• [Short problem]: Reproduce the items from the line containing "A point falls on each instance of the bare dead" through the end of the items, inclusive, changing "dirt road" to "gravel road" and leaving everything else unchanged.

* Start Extracted records *

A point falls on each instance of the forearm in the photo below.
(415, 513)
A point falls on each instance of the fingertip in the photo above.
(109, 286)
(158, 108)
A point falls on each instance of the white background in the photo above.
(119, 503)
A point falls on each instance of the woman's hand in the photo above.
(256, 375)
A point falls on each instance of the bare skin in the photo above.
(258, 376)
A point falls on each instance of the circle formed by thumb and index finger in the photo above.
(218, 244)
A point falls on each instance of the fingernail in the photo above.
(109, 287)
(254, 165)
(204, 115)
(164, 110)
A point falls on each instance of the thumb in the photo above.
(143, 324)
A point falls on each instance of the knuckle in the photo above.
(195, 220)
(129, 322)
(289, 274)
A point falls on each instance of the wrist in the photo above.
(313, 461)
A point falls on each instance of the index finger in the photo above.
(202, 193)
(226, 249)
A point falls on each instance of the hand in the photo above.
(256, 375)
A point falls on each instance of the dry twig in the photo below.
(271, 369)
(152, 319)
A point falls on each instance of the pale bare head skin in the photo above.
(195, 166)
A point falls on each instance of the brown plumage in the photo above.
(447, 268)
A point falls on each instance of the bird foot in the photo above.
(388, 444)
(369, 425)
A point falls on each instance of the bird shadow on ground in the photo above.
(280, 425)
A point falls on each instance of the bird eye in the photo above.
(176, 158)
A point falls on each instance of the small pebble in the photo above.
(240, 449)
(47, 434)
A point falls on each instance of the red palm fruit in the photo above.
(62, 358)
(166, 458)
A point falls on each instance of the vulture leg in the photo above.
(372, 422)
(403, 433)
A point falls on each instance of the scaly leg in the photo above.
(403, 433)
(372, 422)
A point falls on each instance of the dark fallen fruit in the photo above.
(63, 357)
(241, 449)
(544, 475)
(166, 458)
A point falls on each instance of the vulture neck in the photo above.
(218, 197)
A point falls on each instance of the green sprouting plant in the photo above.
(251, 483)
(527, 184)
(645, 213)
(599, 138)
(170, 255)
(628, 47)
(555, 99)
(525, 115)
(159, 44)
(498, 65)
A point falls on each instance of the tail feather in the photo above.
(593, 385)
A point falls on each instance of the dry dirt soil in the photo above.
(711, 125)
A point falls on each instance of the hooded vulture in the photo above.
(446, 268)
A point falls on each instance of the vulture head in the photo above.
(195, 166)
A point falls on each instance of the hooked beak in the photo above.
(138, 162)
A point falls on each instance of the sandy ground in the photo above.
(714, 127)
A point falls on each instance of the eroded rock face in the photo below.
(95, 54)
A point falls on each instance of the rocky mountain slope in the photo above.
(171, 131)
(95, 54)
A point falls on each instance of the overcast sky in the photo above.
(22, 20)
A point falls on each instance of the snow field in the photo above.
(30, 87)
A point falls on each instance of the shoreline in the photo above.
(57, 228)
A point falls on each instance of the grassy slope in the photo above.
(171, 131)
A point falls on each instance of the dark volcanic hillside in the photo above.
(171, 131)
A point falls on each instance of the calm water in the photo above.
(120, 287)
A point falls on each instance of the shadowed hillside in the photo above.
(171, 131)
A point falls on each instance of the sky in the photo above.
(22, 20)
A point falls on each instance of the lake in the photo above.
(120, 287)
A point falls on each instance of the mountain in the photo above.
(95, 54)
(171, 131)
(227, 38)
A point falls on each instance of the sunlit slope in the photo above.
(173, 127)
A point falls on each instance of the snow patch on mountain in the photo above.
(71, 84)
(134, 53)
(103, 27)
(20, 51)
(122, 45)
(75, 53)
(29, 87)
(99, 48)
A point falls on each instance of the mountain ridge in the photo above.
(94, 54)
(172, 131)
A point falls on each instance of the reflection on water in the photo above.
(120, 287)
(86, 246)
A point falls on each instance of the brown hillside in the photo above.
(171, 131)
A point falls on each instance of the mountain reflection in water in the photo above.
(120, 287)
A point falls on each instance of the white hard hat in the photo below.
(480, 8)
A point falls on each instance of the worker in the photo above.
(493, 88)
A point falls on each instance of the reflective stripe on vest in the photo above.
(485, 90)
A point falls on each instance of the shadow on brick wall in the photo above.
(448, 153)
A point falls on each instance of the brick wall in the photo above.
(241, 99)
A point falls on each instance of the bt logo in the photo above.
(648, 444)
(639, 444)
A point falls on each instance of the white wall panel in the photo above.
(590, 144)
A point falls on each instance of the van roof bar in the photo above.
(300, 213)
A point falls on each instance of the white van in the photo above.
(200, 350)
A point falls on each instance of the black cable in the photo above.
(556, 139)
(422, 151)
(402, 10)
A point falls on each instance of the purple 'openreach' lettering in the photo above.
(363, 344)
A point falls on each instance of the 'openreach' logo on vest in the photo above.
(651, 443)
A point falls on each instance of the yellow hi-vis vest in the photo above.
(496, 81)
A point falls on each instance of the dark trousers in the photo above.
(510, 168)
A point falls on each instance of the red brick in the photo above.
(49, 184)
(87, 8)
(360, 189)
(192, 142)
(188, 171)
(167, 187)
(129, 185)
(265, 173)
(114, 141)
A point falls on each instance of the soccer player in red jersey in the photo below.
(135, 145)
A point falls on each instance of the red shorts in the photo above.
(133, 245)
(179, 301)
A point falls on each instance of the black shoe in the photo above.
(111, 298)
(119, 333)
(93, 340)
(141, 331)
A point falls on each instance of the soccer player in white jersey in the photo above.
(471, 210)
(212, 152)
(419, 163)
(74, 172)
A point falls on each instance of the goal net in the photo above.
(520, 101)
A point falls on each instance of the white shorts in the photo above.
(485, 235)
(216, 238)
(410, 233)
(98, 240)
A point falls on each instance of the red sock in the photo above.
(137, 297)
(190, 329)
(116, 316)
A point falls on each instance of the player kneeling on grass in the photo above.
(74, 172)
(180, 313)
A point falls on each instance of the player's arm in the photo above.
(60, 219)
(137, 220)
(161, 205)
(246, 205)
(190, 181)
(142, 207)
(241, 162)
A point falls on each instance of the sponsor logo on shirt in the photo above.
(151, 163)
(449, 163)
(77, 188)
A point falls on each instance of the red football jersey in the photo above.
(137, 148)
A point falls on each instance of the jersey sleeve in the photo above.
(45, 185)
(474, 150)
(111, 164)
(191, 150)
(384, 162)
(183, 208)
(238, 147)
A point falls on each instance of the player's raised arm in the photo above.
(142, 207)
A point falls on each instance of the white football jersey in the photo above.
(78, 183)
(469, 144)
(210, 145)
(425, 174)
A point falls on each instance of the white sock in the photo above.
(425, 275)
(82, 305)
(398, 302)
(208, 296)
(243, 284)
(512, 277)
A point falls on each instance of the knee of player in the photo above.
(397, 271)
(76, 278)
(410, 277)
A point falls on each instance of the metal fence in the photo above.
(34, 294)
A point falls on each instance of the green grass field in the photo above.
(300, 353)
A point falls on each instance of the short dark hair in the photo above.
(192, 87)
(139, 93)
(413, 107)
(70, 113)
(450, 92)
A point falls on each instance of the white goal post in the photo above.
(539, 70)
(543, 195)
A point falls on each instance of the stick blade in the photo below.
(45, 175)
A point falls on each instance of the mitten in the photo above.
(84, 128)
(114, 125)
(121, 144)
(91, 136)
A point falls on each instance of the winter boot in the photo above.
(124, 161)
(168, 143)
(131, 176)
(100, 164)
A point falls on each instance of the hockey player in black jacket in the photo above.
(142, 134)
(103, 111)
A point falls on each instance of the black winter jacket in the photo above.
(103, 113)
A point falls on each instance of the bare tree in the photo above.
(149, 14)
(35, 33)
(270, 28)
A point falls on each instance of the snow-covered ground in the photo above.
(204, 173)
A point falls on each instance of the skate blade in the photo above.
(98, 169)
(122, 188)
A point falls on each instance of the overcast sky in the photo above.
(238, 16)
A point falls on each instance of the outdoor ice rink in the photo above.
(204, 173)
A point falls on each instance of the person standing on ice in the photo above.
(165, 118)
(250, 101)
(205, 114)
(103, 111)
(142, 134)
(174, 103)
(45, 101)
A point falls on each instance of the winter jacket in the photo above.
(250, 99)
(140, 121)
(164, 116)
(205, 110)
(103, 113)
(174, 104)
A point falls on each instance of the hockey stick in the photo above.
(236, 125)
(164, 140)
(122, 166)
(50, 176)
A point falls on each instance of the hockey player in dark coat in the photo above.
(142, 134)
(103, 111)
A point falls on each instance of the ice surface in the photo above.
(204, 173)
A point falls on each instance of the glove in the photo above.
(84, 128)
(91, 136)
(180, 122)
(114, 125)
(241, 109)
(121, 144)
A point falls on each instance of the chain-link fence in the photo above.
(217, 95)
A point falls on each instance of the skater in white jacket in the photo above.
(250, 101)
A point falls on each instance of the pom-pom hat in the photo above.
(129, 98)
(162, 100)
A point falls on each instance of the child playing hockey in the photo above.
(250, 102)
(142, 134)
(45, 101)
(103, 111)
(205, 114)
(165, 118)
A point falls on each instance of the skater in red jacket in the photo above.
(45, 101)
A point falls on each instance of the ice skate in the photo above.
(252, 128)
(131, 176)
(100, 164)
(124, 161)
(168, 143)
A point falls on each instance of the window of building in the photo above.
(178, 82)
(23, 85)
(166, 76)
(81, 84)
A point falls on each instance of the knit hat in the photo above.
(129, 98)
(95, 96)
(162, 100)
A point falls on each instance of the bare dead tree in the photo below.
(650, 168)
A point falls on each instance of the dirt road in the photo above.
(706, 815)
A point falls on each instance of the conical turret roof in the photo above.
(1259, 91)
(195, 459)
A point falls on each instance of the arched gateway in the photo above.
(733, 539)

* End Extracted records *

• [Answer for the task]:
A point falls on each instance of the bare dead tree in the photo below.
(650, 168)
A point falls on each instance of the gravel road in the photo above.
(706, 815)
A point falls on each instance of the conical turret roof in the photo above.
(1259, 91)
(195, 459)
A point falls on each instance of the arched gateway in the photo above.
(733, 539)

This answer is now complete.